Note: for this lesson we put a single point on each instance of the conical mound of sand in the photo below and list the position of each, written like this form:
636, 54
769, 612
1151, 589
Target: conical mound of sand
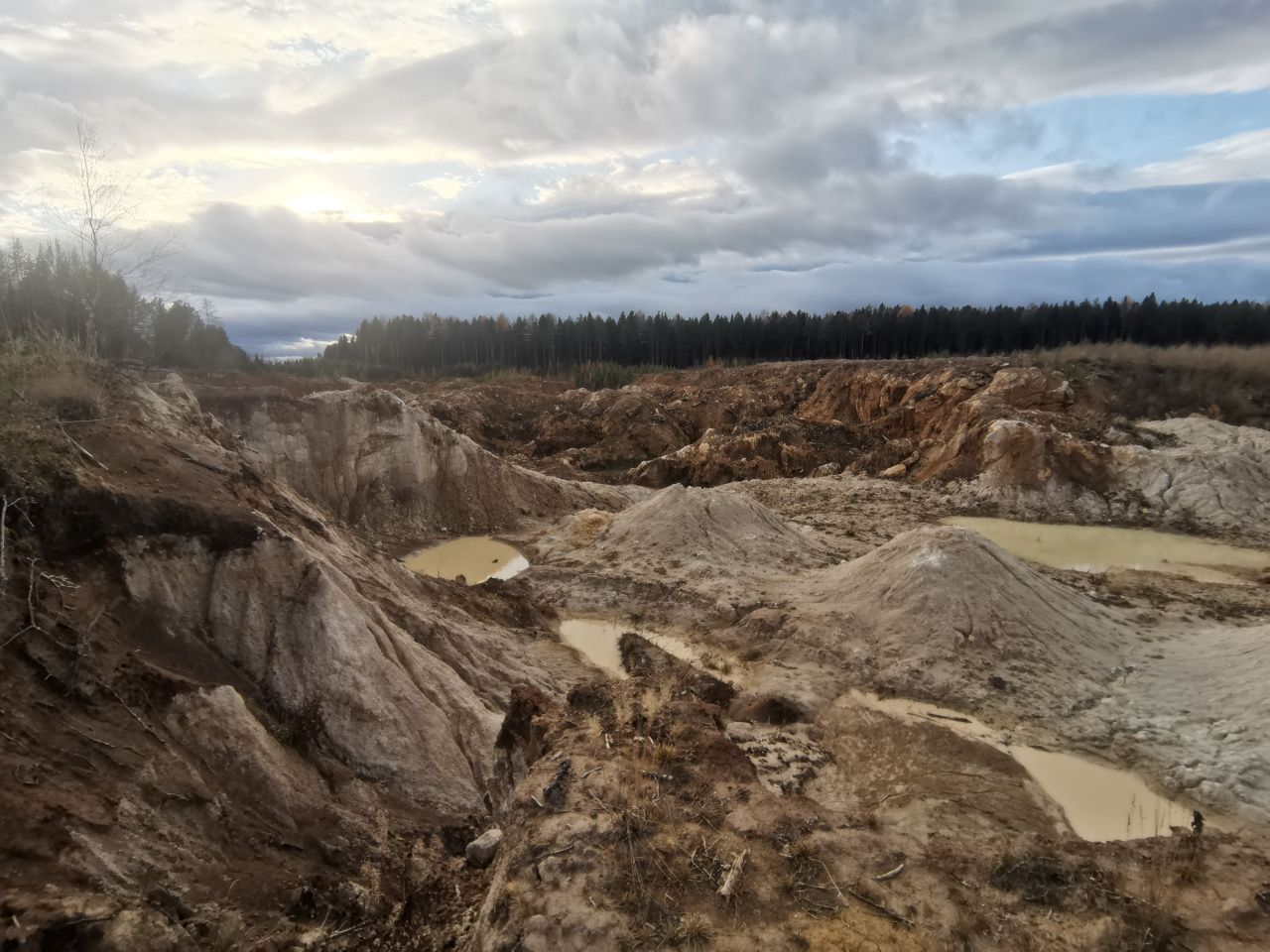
948, 606
710, 530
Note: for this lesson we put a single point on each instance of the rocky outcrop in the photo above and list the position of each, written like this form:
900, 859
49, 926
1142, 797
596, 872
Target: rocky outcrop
703, 534
227, 693
379, 462
1206, 472
940, 611
608, 426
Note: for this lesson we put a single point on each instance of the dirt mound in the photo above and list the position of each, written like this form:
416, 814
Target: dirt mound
1213, 474
940, 611
703, 532
757, 451
608, 428
214, 688
379, 462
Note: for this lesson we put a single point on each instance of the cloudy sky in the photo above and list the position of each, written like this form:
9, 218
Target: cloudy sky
325, 160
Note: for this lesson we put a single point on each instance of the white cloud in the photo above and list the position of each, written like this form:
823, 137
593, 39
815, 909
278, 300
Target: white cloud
386, 154
1232, 159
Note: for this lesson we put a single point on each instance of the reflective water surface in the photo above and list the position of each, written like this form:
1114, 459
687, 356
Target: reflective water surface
1100, 802
597, 639
1101, 547
475, 557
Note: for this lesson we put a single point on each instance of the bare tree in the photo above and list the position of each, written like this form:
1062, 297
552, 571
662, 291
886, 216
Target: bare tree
104, 216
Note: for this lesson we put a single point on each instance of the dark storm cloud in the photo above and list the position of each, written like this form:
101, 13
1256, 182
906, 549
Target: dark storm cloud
694, 151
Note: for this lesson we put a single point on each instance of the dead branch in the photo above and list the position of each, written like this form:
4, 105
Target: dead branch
135, 715
889, 874
81, 449
824, 866
880, 909
85, 734
5, 506
731, 880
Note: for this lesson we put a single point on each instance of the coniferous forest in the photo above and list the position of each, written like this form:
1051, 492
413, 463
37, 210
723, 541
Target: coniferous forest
547, 343
56, 291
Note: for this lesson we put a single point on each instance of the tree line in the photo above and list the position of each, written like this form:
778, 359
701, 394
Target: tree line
549, 344
55, 290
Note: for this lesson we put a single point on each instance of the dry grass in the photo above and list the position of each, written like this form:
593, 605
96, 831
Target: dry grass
48, 386
1230, 384
1246, 363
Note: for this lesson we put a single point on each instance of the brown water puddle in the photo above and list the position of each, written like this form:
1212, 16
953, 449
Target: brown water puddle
597, 640
1100, 802
476, 557
1097, 548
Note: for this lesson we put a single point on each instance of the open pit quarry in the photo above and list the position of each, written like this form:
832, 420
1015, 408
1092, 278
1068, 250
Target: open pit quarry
788, 656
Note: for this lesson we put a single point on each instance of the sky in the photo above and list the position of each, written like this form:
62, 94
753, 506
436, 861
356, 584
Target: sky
320, 162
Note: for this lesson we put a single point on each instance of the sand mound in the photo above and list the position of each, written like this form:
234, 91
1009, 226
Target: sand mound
1214, 474
381, 463
943, 610
705, 532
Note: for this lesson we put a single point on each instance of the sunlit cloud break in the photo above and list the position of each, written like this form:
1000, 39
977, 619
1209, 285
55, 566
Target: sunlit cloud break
325, 162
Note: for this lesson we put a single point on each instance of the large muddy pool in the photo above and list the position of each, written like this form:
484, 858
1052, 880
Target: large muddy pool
475, 557
1100, 802
1098, 547
597, 639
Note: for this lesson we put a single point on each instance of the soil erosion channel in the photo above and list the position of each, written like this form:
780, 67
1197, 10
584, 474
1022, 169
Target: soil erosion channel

= = =

### Task statement
Go through the entries above and print each one exactly, minus the pictures.

### Answer to the exercise
Note: for this lesson we put a single point on each instance of the conical mound of sand in the photo below and list the position of each, written like this form:
636, 54
769, 612
1151, 589
Target: conical mound of sand
948, 606
710, 530
Note: for this lesson we put a single point on each instance of the rocky outcrop in the photo above and list the position of each, written like this form:
900, 859
49, 926
1142, 797
596, 872
Target: rocky outcrop
703, 534
227, 693
379, 462
1206, 472
940, 611
608, 426
Note: for this lesson we put a single point on each instance of the dirt mound in the photo above and list the position of each, written like this form:
416, 814
Target: dirt mound
1213, 474
940, 611
703, 532
757, 451
608, 428
214, 688
379, 462
Note: for this lesson we put a single point on each instance of the cloudy sky in the photo above and list the position of each, written like this form:
9, 218
Target: cloudy sky
325, 160
Note: for this lesson we put a single point on each instance of the white cloud in the photo above and list the position of each, written like this form:
823, 137
593, 39
815, 909
278, 300
Target: white cloud
386, 154
1232, 159
Note: for this lesson we put a single point on each instance of the reflective water surface in the photo above and list the position of each, written like this form:
1114, 459
687, 356
Target: reflective water surface
1100, 802
597, 639
1101, 547
475, 557
Note: for this lesson we put a single point on each instance of the bare tree in the photo above and list the position of each, written like this form:
1062, 297
552, 571
662, 291
886, 216
Target: bare tree
104, 216
Note: for this lesson we put a single point on each instance of the dark storm cloud in the photo above and list the position of each, written like this form:
101, 13
1256, 182
906, 549
Target: dark storm cloud
694, 151
Note: for this lesson we put a single point on each instance of the dead branch in the photo above and list the position of each, written like this form:
4, 105
Target: dead branch
135, 715
889, 874
81, 449
824, 866
880, 909
85, 734
5, 506
731, 880
Note: for this lesson we put a single point on each instance of the coniferous forest in the photo above and list the position of each, written like this form:
1051, 492
413, 463
37, 210
723, 541
Target: coniferous forest
547, 343
56, 291
Note: for this lesson we put a single point on each instance of the tree line in the photo above and list the position of each, written like this form:
778, 359
701, 394
Target: tree line
549, 344
55, 290
Note: for this lesson we put a single point on each instance of the dry grass in the photo above and list the position of each, written like this form:
593, 605
96, 831
Target: dry grass
48, 386
1230, 384
1246, 363
Note: for this lesson we put a single point on each instance of the brown water puddle in the photo above and list the position of each, written like this form:
1212, 16
953, 449
Target: brown water puddle
597, 640
1100, 802
476, 557
1097, 548
Note: for this lesson we put a single point on each instance of the open pit quarry in the photo above and list the position of each, written like this form:
832, 420
1015, 408
1092, 278
1068, 250
Target: open pit quarry
788, 656
Note: for this lesson we put a single point on each instance of the sky in the photo above and list the position of each, written like this form:
62, 94
753, 506
436, 861
356, 584
Target: sky
320, 162
Note: for this lesson we put a single point on each instance of the sand mound in the photo above and list the position of each, written like this form:
234, 91
1009, 226
Target: sand mound
1214, 474
381, 463
943, 610
705, 532
Note: for this lesson we put a single point on each instance of the sunlit cloud break in the photo above and list the position of each, written like this form:
1000, 39
977, 619
1209, 285
55, 566
Target: sunlit cloud break
325, 162
Note: for this lesson we put a single point on each instance of the large muddy pool in the photo above and list the position of each, written like this form:
484, 858
1052, 880
Target: large muddy pool
475, 557
1100, 802
1098, 547
597, 639
Note: for this lesson we put a single point on each instance of the soil erosion channel in the photo above and list the position of each, written like this form:
780, 67
1197, 10
584, 474
1022, 169
Target: soil erosion channel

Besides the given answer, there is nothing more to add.